» The request
Rewrite the material below, replacing every "innermost point" with "deepest interior point" and leaving everything else unchanged.

[Excerpts of location labeling data]
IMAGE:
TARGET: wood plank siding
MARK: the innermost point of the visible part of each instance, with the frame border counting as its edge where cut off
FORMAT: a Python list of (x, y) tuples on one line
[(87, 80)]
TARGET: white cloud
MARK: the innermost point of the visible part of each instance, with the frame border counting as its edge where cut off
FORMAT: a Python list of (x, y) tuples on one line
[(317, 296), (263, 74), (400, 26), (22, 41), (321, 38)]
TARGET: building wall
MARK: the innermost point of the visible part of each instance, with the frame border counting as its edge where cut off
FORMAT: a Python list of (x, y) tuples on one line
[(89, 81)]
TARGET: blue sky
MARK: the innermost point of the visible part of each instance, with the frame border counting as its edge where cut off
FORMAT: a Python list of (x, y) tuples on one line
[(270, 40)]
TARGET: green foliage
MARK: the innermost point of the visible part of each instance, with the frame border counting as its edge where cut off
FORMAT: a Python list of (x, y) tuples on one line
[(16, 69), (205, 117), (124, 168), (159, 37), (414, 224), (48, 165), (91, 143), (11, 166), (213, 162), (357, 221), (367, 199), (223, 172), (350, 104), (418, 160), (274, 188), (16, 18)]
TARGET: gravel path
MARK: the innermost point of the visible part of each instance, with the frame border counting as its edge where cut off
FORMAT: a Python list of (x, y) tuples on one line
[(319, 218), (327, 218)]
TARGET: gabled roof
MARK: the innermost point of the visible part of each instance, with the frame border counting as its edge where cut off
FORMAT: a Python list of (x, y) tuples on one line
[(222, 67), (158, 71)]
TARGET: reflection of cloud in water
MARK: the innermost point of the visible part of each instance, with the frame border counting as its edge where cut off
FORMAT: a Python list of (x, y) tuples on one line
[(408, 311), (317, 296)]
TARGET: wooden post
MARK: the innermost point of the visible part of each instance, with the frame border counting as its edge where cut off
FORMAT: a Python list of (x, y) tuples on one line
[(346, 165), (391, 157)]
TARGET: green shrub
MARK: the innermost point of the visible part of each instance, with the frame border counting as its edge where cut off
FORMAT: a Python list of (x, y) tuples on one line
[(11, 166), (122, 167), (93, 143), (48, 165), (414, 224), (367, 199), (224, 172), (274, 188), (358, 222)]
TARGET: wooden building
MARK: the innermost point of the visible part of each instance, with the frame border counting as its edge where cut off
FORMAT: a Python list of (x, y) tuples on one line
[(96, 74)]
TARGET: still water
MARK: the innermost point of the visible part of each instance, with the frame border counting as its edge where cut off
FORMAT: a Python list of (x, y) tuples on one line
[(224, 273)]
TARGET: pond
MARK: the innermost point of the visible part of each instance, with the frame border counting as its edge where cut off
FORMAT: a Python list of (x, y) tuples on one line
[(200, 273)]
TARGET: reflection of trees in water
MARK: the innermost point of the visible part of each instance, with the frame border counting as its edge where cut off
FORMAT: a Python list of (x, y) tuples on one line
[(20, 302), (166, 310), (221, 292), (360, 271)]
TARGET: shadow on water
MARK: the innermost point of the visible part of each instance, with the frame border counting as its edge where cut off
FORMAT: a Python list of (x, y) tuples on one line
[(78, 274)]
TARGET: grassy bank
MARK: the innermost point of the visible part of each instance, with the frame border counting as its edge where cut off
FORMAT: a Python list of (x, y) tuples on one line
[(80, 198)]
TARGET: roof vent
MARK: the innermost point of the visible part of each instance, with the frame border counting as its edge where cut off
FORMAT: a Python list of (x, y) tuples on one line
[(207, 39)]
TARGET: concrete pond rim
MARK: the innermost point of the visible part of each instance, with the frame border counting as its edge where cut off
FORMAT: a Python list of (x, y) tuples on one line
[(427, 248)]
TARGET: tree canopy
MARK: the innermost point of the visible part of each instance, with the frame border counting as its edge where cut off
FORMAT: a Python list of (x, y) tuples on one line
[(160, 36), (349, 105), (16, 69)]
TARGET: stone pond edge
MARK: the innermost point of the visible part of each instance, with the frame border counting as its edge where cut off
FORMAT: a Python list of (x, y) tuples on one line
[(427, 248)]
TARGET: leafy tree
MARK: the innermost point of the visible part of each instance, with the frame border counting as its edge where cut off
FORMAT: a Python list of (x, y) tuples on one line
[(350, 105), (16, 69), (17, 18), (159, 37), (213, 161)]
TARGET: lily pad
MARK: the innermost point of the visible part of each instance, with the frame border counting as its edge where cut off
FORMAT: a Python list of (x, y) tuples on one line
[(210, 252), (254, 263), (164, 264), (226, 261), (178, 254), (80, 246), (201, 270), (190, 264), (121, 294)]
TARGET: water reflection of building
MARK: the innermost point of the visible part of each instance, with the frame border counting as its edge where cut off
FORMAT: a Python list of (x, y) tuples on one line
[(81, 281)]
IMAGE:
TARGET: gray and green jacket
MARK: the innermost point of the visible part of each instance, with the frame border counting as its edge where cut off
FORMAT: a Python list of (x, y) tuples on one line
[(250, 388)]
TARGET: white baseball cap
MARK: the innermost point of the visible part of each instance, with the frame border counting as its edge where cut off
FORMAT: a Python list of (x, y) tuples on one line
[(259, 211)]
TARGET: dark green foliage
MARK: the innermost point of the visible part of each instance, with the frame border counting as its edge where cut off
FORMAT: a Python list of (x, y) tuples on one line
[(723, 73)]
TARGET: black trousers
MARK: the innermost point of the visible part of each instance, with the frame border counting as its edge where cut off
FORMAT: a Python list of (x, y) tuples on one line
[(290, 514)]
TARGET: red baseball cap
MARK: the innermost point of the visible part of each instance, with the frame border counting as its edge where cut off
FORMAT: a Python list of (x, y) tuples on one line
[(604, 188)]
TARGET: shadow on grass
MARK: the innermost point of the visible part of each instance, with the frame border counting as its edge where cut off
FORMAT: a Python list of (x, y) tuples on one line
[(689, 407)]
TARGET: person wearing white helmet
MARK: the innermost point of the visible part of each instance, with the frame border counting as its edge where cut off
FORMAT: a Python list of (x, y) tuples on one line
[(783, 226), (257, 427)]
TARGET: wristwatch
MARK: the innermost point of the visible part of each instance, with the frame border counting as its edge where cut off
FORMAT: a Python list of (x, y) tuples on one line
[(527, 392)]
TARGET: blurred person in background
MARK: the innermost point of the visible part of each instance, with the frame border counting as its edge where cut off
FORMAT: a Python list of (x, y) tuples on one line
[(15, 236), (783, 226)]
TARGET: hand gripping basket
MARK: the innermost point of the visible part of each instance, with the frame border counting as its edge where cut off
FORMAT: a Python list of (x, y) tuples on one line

» Worked solution
IMAGE:
TARGET: wood plank siding
MARK: the deepest interior point of the visible part of each instance, with the frame border counting as its edge where cut off
FORMAT: a Python list of (x, y) tuples on one line
[(87, 80)]
TARGET: white cloud
MARK: the deepest interior point of the visible part of each instance, with the frame border counting as its edge where cut off
FORMAT: a Python list of (x, y) tuples on one line
[(317, 296), (263, 74), (400, 26), (22, 41), (321, 38)]
TARGET: building wall
MARK: the deepest interior point of the visible part of each instance, with the frame border counting as its edge where cut off
FORMAT: a Python list of (x, y) tuples on one line
[(89, 81)]
TARGET: blue sky
MARK: the deepest interior point of the visible part of each instance, with the frame border counting as its edge where cut off
FORMAT: a Python list of (x, y) tuples on one line
[(270, 40)]
TARGET: green foliage
MARK: the deepest interior point of the visible part of each instance, with the frame border counting as its edge where cut off
FORMAT: a Python list of (x, y) tuples on one line
[(16, 69), (205, 117), (124, 168), (159, 37), (414, 224), (48, 165), (91, 143), (11, 166), (213, 162), (357, 221), (367, 199), (223, 172), (350, 104), (418, 160), (274, 188), (16, 18)]
TARGET: gravel path
MARK: the deepest interior point of the visible part of each instance, with the frame border counting as its edge where cut off
FORMAT: a Python list of (x, y) tuples on one line
[(319, 218), (327, 218)]
TARGET: gabled roof
MARK: the deepest interior point of the visible part of each instance, with the frame border counting as its edge where cut off
FORMAT: a Python list of (x, y) tuples on one line
[(222, 67), (158, 71)]
TARGET: reflection of cloud in water
MARK: the deepest interior point of the visible part of each instance, with the frame border counting as its edge where cut off
FORMAT: a Python list of (x, y) tuples on one line
[(408, 311), (317, 296)]
TARGET: wooden post
MARK: the deepest interior point of the visible part of each instance, with the frame border counting as its edge where cut off
FORMAT: a Python list of (x, y) tuples on one line
[(346, 165), (391, 157)]
TARGET: green shrub
MARK: the deepest interior point of the visible part of each instance, with the frame border counting as its edge where cut off
FORMAT: a Python list of (x, y) tuples on one line
[(11, 166), (122, 167), (93, 143), (48, 165), (414, 224), (367, 199), (224, 172), (274, 188), (358, 222)]
TARGET: wooden building
MARK: the deepest interior point of the visible part of each instance, with the frame border counting as its edge where cut off
FORMAT: a Python list of (x, y) tuples on one line
[(96, 74)]
TARGET: still water
MARK: the deepest interior point of the visible part of each instance, with the frame border counting as its edge where cut off
FORMAT: a Python list of (x, y) tuples on one line
[(224, 273)]
TARGET: pond
MARK: the deepest interior point of the visible part of each instance, with the frame border counting as its edge where cut off
FORMAT: a Python list of (x, y) tuples on one line
[(200, 273)]
TARGET: reflection of trees in water
MARK: the deepest interior point of the visible part of each instance, with the frame border counting as its edge where cut off
FORMAT: a Python list of (x, y) tuples on one line
[(20, 302), (166, 310), (221, 292), (360, 271)]
TARGET: shadow on water
MARK: the deepest interior point of the visible part of each instance, with the frame border counting as its edge where cut off
FORMAT: a Python list of (x, y) tuples on one line
[(78, 274)]
TARGET: grassy bank
MARK: the deepest interior point of the visible part of each instance, with the frame border counting as its edge where cut off
FORMAT: a Python list of (x, y) tuples on one line
[(80, 198)]
TARGET: roof vent
MARK: the deepest interior point of the visible part of each instance, with the frame border counting as its edge where cut off
FORMAT: a Python list of (x, y) tuples on one line
[(207, 39)]
TARGET: concrete pond rim
MARK: the deepest interior point of the visible part of each instance, with the frame border counting as its edge where cut off
FORMAT: a Python list of (x, y) tuples on one line
[(427, 248)]
TARGET: tree canopy
MARK: the deepest interior point of the visible part of each instance, with the frame border counting as its edge where cut off
FORMAT: a Python list of (x, y) tuples on one line
[(160, 36), (349, 105), (16, 69)]
TARGET: stone pond edge
MARK: the deepest interior point of the visible part of each instance, with the frame border counting as its edge where cut off
FORMAT: a Python list of (x, y) tuples on one line
[(427, 248)]
TARGET: leafy tree
MARK: the deepest interior point of the visible part of each instance, with the frame border counting as its edge where cut off
FORMAT: a Python list of (x, y) tuples on one line
[(350, 105), (16, 69), (17, 18), (159, 37), (213, 161)]
TARGET: lily pad
MARK: the deepest interior point of the visible part of each instance, with the frame border counting as its edge where cut off
FORMAT: a Python list of (x, y) tuples on one line
[(210, 252), (254, 263), (164, 264), (226, 261), (178, 254), (80, 246), (201, 270), (190, 264), (121, 294)]
TARGET: water reflection of building
MARK: the deepest interior point of the visible part of each instance, with the frame border counting as its edge where cut off
FORMAT: a Python list of (x, y) tuples on one line
[(81, 281)]
IMAGE:
TARGET: gray and green jacket
MARK: the deepest interior point of the visible part of each instance, with the frame border counting as its edge where cut off
FORMAT: a Python list of (x, y) tuples on one line
[(250, 388)]
TARGET: white baseball cap
MARK: the deepest interior point of the visible part of each instance, with the frame border counting as its edge where cut off
FORMAT: a Python list of (x, y) tuples on one line
[(259, 211)]
TARGET: dark green foliage
MARK: the deepest interior point of the visible part of each instance, with the frame border counting as its edge where cut off
FORMAT: a Python list of (x, y) tuples on one line
[(723, 73)]
TARGET: black trousers
MARK: the deepest interior point of the visible part of each instance, with the frame border counting as its edge where cut off
FORMAT: a Python list of (x, y) tuples on one line
[(290, 514)]
TARGET: red baseball cap
MARK: the deepest interior point of the visible part of each instance, with the frame border counting as its edge where cut off
FORMAT: a Python list of (x, y) tuples on one line
[(604, 188)]
TARGET: shadow on grass
MARK: the deepest interior point of the visible part of each instance, with the frame border counting as its edge where cut off
FORMAT: a Python list of (x, y) tuples on one line
[(689, 407)]
TARGET: person wearing white helmet
MARK: the deepest interior point of the visible part of each instance, with the frame border counting as its edge where cut off
FORMAT: a Python list of (x, y) tuples on one line
[(783, 226), (257, 427)]
TARGET: wristwatch
MARK: the deepest interior point of the visible part of each instance, with the frame border counting as its edge where cut off
FORMAT: a Python list of (x, y) tuples on one line
[(527, 392)]
TARGET: blurred person in background
MARK: the deepest interior point of the visible part of each instance, with the frame border counting as its edge where cut off
FORMAT: a Python list of (x, y) tuples on one line
[(15, 236), (783, 226)]
TARGET: hand gripping basket
MARK: the deepest interior point of the visible part of each instance, with the frame border counting as its edge where cut off
FORMAT: a Python list of (x, y) tuples on one line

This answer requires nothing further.